> [Written problem] Repeat the following lines exactly and nothing else: the line containing "the black and" and each line after it through the end of the listing.
--- begin ---
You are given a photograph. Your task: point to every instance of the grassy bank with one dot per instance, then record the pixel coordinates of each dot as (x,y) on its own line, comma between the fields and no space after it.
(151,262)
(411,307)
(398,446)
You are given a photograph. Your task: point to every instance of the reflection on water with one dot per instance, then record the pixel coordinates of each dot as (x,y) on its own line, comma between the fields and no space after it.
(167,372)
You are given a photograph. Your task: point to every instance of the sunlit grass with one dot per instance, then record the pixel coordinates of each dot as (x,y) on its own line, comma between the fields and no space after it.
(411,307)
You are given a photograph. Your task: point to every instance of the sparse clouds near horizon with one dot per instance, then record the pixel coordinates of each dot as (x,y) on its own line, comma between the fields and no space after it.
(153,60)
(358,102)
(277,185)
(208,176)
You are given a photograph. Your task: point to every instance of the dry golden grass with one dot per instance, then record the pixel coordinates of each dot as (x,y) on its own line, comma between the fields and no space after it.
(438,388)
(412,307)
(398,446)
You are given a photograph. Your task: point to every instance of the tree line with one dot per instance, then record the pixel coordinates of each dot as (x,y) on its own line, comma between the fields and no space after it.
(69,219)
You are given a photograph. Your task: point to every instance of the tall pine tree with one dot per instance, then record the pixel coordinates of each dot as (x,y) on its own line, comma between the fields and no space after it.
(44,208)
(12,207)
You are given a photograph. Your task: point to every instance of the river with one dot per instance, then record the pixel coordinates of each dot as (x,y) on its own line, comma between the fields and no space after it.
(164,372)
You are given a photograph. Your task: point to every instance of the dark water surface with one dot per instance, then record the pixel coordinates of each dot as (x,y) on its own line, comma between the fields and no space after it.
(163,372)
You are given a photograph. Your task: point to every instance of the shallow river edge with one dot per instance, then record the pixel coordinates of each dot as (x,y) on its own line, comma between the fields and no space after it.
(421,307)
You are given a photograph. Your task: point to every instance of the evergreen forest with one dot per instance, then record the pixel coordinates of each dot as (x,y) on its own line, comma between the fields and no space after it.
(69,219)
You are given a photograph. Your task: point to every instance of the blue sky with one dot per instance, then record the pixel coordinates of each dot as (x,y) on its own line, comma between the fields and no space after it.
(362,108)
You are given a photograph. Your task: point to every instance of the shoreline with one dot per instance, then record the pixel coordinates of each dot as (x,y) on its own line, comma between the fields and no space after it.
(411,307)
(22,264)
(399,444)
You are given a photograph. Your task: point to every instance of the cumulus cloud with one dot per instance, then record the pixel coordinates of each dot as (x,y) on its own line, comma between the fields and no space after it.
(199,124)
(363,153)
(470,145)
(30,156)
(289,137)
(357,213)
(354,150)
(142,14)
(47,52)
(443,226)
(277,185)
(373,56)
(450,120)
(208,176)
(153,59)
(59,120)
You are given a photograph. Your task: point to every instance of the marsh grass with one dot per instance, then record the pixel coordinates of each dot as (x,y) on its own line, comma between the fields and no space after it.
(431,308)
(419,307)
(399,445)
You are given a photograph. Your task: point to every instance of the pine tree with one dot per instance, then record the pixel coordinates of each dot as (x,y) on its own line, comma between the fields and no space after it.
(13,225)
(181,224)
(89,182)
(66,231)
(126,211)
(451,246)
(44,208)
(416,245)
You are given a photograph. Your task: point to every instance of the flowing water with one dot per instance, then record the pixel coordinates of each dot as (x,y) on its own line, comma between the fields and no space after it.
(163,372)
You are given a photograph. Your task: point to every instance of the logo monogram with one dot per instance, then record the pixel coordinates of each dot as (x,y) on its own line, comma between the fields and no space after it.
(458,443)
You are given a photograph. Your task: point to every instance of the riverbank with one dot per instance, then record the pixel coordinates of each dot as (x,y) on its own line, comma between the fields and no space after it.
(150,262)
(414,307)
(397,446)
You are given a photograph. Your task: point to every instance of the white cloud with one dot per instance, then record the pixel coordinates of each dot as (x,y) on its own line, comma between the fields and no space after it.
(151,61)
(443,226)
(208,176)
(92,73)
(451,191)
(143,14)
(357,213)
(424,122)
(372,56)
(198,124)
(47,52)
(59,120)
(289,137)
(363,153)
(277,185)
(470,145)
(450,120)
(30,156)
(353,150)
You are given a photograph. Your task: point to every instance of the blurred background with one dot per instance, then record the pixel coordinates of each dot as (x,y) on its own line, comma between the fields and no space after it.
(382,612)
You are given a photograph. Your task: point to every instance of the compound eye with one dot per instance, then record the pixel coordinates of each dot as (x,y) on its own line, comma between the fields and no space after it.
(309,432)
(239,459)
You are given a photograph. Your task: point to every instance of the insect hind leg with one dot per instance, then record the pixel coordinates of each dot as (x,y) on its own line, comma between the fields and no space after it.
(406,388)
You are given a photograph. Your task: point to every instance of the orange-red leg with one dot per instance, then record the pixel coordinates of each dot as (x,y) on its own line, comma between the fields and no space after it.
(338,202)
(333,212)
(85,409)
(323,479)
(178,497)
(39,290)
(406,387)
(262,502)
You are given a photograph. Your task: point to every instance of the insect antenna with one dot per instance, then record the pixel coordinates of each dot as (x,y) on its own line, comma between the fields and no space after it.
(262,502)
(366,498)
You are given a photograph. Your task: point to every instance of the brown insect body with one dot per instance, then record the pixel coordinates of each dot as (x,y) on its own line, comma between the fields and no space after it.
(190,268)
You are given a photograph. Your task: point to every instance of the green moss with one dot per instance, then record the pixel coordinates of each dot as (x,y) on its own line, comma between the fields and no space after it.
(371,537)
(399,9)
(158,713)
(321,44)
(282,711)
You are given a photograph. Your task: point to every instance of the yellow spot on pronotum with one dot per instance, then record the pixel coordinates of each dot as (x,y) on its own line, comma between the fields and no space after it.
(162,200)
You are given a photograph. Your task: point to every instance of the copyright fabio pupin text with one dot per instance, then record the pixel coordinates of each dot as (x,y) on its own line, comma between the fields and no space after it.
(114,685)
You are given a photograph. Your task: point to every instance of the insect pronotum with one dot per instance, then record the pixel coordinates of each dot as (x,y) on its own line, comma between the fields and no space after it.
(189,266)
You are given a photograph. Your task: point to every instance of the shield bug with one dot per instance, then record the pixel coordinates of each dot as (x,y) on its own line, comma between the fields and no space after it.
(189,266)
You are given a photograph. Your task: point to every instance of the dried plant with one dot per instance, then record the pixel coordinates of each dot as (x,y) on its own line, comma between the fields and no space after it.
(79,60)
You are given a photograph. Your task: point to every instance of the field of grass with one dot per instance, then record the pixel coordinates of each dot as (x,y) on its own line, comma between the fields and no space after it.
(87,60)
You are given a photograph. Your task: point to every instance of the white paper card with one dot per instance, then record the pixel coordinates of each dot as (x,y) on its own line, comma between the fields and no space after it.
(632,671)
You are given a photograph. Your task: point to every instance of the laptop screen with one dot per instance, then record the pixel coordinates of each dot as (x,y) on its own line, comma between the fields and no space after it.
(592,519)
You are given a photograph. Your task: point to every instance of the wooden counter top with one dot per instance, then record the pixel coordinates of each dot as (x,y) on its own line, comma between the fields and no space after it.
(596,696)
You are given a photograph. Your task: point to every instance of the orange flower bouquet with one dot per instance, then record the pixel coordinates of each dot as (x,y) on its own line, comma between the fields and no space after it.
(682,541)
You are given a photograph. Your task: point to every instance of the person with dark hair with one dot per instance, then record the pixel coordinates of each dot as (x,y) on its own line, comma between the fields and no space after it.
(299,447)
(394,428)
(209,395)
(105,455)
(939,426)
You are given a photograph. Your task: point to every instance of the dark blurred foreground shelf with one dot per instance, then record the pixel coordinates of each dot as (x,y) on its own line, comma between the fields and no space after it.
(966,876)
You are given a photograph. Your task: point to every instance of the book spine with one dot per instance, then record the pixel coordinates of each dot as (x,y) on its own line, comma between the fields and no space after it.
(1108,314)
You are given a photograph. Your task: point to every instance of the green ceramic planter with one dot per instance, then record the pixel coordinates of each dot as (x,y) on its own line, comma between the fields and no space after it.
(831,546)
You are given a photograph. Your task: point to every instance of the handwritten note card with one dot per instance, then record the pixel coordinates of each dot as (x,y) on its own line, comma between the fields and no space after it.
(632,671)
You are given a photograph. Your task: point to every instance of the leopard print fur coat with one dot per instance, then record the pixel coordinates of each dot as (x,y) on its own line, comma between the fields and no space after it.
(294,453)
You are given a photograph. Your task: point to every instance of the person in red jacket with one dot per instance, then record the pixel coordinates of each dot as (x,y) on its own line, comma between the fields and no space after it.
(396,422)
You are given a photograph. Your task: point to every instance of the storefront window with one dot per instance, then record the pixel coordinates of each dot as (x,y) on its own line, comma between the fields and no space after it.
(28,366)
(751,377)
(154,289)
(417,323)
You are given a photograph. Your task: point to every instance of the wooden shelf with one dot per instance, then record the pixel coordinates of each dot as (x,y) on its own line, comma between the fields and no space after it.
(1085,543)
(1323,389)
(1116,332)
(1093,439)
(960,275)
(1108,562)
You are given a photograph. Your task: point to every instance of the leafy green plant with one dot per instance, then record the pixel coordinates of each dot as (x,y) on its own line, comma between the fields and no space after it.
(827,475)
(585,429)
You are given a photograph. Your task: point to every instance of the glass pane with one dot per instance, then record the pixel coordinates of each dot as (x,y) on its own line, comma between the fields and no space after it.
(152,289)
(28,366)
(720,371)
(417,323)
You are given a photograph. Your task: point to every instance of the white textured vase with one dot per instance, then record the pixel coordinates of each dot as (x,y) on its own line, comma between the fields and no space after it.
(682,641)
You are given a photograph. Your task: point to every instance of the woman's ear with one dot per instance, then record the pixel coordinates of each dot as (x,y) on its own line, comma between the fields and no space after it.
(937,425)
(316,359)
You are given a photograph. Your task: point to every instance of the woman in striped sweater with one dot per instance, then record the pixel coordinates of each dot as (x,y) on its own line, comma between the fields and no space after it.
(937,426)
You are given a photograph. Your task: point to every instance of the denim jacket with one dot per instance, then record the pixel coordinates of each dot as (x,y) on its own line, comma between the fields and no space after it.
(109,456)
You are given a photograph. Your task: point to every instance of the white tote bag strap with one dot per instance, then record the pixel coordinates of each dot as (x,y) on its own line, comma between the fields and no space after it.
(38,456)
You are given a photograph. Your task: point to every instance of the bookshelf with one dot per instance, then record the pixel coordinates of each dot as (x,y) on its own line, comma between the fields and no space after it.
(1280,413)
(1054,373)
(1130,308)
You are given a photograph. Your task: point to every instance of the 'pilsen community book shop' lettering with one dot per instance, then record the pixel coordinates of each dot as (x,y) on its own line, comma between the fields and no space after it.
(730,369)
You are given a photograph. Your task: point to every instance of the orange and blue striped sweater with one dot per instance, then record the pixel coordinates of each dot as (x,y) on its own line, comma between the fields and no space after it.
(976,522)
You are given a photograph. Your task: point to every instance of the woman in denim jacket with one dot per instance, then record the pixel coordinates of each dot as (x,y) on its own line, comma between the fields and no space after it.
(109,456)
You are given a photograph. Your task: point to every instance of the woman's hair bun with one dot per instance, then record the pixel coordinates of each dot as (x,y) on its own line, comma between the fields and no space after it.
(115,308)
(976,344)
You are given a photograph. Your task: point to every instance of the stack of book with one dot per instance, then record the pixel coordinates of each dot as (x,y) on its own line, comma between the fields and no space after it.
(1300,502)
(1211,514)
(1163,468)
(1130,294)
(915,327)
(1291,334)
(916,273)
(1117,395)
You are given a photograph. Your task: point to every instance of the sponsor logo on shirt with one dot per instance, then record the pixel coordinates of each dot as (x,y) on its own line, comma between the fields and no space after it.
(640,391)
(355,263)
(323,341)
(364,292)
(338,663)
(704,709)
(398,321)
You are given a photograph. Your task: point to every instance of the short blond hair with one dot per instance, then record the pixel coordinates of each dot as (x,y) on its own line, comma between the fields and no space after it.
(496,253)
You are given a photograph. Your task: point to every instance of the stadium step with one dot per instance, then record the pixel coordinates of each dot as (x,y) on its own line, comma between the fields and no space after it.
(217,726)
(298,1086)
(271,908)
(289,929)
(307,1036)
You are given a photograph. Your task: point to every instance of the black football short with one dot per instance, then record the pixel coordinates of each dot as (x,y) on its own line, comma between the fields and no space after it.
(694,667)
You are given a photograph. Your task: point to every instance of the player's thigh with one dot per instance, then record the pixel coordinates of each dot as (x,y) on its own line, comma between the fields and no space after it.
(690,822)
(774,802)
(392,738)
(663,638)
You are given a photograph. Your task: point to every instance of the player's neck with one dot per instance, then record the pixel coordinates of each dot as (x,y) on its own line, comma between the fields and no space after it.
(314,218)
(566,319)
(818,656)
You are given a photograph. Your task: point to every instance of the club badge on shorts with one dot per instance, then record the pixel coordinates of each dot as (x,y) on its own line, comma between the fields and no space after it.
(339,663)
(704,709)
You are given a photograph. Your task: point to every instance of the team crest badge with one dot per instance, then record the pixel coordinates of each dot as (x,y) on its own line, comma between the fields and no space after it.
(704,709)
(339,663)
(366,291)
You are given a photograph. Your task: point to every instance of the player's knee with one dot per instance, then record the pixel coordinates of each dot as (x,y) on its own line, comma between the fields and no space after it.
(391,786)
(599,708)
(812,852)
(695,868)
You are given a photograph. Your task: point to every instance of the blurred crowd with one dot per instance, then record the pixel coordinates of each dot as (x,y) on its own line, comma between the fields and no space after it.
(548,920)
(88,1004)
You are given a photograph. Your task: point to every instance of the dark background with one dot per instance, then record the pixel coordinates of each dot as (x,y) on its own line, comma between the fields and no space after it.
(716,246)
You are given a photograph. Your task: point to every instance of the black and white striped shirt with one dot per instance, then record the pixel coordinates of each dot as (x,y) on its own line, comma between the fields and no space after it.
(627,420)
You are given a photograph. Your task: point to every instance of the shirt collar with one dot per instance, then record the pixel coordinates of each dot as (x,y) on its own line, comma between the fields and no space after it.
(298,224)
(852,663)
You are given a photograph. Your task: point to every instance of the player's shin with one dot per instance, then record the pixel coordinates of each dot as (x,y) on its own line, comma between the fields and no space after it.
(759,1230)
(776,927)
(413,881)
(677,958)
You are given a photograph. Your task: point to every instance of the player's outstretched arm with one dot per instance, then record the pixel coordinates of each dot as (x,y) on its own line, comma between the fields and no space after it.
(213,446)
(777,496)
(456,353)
--- end ---
> [Full response]
You are given a photograph. Your task: point to every instance of the black and white striped shirt with one dot per instance, then record the pixel coordinates of each dot as (x,y) on its own line, comma between the fields and no space after it.
(627,420)
You are given a photograph. Your task: point to every instance of the shirt collar with one dot per instance, then record the pixel coordinates of each dot as (x,y) on its own line, comma between the fields and no space after it.
(298,224)
(852,663)
You are given a photograph. Your task: point to every instance of the player's shin with one dot per instance, then record the pixel coordinates of each dot as (x,y) on its own line, comma between the fields and no space after it.
(759,1230)
(776,927)
(413,881)
(677,958)
You are given a photograph. Your task: point to every instance of the player's outstretched arm with one dot per instance, then record the pixel coordinates of each dot as (x,y) on its own line, comma between the fields and no space after it.
(213,446)
(777,496)
(456,353)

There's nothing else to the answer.